Brexit and the Representative – GDPR in the City?

Brexit has been a curious mixture of simple messages and complex legal effects. Writing around 7 months after Brexit and 4 months before the Brexit transition ends – there remain a number of problems with the UK and EU’s attempts to marry the two into a satisfactory ongoing relationship.

On its face, GDPR appears to be one of the easier parts of this post-Brexit regulatory framework – the EU keeps GDPR, and the UK has already incorporated it – almost-identically – into their law. However, there are two main changes which are important to recognise and prepare for, not only for UK and EU-based companies, but also for other companies which trade with either or both jurisdictions.

The change which achieves the most attention relates to cross-border transfers of data, which is already a hot topic following the Schrems-instigated fall of Privacy Shield and the issues which that has caused for thousands of US-based businesses. After Brexit, the UK will be considered a ‘third country’ by GDPR and, if the UK is not granted adequacy status under GDPR (a finding from the EU that the UK’s privacy protections are roughly similar to the EU’s, which is far from a simple matter due to surveillance powers retained by the UK government), companies which wish to transfer EU personal data to the UK would need to ensure that a GDPR-approved mechanism is used (standard contractual clauses being the most-likely).

However, the Representative obligation, the other significant GDPR change following Brexit, doesn’t get as much attention. That’s a shame, because a failure to act on that change is visible evidence of GDPR non-compliance (apparent from its omission in the public-facing privacy policy), inviting investigation by the EU authorities.

The EU Representative – GDPR Article 27

Under GDPR Article 27, a company which is impacted by GDPR is required to appoint an EU-located Representative if it has no establishment in the EU. The definition of establishment is wide (it need not be an incorporated subsidiary or similar legal form) but, without such EU-based location, a company is obliged to appoint a Representative in most cases (the exemption for ‘occasional processing’ is carefully constrained, and the remaining exemptions are mostly relevant to public bodies only).

====

Reproduce the article on Brexit and the GDPR Representative word for word, from its title to its final sentence.

====

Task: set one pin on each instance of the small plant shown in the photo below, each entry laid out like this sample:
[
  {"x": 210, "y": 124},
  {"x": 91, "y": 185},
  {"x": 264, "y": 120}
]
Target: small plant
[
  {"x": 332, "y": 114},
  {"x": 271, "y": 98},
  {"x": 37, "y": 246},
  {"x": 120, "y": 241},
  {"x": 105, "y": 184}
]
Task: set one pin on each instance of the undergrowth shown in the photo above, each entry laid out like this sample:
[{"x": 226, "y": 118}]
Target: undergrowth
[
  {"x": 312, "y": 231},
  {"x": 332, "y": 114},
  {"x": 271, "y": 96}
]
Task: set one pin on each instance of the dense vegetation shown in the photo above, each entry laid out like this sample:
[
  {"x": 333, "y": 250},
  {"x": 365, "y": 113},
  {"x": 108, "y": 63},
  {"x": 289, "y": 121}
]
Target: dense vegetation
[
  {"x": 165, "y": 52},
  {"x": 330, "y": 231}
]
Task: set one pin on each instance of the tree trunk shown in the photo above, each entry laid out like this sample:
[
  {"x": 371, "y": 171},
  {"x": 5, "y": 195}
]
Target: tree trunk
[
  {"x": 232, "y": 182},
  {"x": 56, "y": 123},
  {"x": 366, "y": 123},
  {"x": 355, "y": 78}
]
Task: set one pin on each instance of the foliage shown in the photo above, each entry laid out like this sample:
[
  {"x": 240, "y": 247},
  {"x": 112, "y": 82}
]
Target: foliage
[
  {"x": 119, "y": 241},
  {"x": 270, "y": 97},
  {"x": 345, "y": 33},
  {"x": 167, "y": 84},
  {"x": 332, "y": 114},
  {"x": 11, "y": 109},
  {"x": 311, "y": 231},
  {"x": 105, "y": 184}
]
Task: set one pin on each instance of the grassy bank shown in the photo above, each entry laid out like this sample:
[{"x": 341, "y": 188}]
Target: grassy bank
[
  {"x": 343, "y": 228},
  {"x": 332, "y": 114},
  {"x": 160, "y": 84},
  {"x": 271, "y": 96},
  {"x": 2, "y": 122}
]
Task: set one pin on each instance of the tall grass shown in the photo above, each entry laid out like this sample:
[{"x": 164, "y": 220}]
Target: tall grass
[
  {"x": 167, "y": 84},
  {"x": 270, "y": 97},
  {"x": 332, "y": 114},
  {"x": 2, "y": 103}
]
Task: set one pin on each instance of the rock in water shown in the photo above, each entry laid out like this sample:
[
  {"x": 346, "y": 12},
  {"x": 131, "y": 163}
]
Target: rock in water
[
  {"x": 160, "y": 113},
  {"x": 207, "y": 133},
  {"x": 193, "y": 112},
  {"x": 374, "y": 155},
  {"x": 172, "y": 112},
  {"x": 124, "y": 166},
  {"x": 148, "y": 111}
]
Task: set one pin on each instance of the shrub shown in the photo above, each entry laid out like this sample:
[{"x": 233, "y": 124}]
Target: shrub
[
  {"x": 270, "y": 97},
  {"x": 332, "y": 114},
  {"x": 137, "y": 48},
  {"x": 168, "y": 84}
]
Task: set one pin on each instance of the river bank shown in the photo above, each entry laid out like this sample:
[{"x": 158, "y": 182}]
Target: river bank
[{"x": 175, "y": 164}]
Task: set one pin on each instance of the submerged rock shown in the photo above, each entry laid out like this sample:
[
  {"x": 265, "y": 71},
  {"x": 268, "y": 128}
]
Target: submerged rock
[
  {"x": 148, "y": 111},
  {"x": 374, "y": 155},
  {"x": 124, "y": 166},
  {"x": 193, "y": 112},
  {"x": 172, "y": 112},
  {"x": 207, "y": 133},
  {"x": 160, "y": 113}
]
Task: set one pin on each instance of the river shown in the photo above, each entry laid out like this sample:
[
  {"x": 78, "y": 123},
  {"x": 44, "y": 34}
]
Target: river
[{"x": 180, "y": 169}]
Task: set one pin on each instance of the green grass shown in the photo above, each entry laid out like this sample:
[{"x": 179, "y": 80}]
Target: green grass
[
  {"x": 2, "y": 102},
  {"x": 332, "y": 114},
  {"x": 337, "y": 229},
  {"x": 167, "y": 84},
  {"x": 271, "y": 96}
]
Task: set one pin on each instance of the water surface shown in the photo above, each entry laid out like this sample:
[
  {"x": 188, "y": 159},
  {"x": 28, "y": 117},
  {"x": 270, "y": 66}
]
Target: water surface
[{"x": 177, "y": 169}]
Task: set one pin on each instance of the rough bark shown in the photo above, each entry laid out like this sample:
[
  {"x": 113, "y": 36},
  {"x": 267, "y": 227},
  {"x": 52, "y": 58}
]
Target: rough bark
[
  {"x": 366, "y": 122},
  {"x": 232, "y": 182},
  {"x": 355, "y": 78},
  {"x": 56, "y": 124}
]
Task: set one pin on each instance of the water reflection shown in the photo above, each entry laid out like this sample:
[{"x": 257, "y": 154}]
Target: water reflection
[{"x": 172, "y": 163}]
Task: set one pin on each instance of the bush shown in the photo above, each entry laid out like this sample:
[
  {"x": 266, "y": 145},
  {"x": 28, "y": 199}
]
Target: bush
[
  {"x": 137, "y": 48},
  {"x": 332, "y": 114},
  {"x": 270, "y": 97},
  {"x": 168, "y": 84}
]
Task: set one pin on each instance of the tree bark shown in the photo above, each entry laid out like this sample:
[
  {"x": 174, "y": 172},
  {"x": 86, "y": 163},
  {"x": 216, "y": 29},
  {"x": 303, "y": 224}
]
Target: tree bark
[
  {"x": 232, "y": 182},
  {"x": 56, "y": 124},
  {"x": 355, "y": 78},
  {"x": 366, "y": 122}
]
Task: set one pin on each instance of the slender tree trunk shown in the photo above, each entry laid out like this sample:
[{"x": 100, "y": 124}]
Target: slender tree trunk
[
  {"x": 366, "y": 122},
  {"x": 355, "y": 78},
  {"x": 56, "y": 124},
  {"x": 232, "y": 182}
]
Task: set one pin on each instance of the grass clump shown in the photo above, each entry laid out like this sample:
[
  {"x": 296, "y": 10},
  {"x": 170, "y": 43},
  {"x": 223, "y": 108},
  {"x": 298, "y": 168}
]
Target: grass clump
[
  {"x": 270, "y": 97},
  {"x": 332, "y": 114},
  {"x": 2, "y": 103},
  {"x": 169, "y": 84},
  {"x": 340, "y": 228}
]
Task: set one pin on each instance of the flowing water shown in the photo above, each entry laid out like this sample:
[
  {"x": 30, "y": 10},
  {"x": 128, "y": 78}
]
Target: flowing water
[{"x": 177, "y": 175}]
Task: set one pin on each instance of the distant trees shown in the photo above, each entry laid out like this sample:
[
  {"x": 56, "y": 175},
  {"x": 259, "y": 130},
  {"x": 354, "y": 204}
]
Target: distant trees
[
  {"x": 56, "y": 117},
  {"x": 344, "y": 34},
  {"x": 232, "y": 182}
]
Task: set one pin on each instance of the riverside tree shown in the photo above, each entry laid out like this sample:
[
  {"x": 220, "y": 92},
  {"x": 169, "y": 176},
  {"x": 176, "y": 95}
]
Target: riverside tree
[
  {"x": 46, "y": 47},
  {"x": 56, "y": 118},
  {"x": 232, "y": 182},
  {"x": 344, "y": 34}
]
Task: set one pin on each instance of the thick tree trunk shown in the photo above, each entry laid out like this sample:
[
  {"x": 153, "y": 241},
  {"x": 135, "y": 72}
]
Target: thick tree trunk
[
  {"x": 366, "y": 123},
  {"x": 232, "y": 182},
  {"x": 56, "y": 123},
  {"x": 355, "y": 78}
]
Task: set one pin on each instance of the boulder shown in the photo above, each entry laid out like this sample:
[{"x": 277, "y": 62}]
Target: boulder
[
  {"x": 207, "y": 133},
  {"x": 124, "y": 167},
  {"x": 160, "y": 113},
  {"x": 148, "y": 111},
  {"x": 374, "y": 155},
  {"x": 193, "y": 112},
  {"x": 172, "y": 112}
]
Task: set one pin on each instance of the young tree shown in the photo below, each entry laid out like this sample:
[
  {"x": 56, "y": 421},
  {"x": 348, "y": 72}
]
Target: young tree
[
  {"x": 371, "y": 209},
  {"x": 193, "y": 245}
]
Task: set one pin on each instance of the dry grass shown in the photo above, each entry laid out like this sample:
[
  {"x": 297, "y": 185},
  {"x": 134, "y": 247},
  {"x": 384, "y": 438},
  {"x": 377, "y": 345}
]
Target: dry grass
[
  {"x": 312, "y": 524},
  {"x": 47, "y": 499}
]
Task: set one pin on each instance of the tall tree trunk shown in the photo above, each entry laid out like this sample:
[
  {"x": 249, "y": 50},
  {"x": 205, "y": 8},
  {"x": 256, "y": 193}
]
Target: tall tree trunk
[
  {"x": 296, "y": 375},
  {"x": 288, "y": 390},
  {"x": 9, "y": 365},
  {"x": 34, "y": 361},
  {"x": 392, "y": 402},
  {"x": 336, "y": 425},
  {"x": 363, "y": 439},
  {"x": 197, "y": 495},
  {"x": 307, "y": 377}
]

====

CORRECT OUTPUT:
Brexit and the Representative – GDPR in the City?

Brexit has been a curious mixture of simple messages and complex legal effects. Writing around 7 months after Brexit and 4 months before the Brexit transition ends – there remain a number of problems with the UK and EU’s attempts to marry the two into a satisfactory ongoing relationship.

On its face, GDPR appears to be one of the easier parts of this post-Brexit regulatory framework – the EU keeps GDPR, and the UK has already incorporated it – almost-identically – into their law. However, there are two main changes which are important to recognise and prepare for, not only for UK and EU-based companies, but also for other companies which trade with either or both jurisdictions.

The change which achieves the most attention relates to cross-border transfers of data, which is already a hot topic following the Schrems-instigated fall of Privacy Shield and the issues which that has caused for thousands of US-based businesses. After Brexit, the UK will be considered a ‘third country’ by GDPR and, if the UK is not granted adequacy status under GDPR (a finding from the EU that the UK’s privacy protections are roughly similar to the EU’s, which is far from a simple matter due to surveillance powers retained by the UK government), companies which wish to transfer EU personal data to the UK would need to ensure that a GDPR-approved mechanism is used (standard contractual clauses being the most-likely).

However, the Representative obligation, the other significant GDPR change following Brexit, doesn’t get as much attention. That’s a shame, because a failure to act on that change is visible evidence of GDPR non-compliance (apparent from its omission in the public-facing privacy policy), inviting investigation by the EU authorities.

The EU Representative – GDPR Article 27

Under GDPR Article 27, a company which is impacted by GDPR is required to appoint an EU-located Representative if it has no establishment in the EU. The definition of establishment is wide (it need not be an incorporated subsidiary or similar legal form) but, without such EU-based location, a company is obliged to appoint a Representative in most cases (the exemption for ‘occasional processing’ is carefully constrained, and the remaining exemptions are mostly relevant to public bodies only).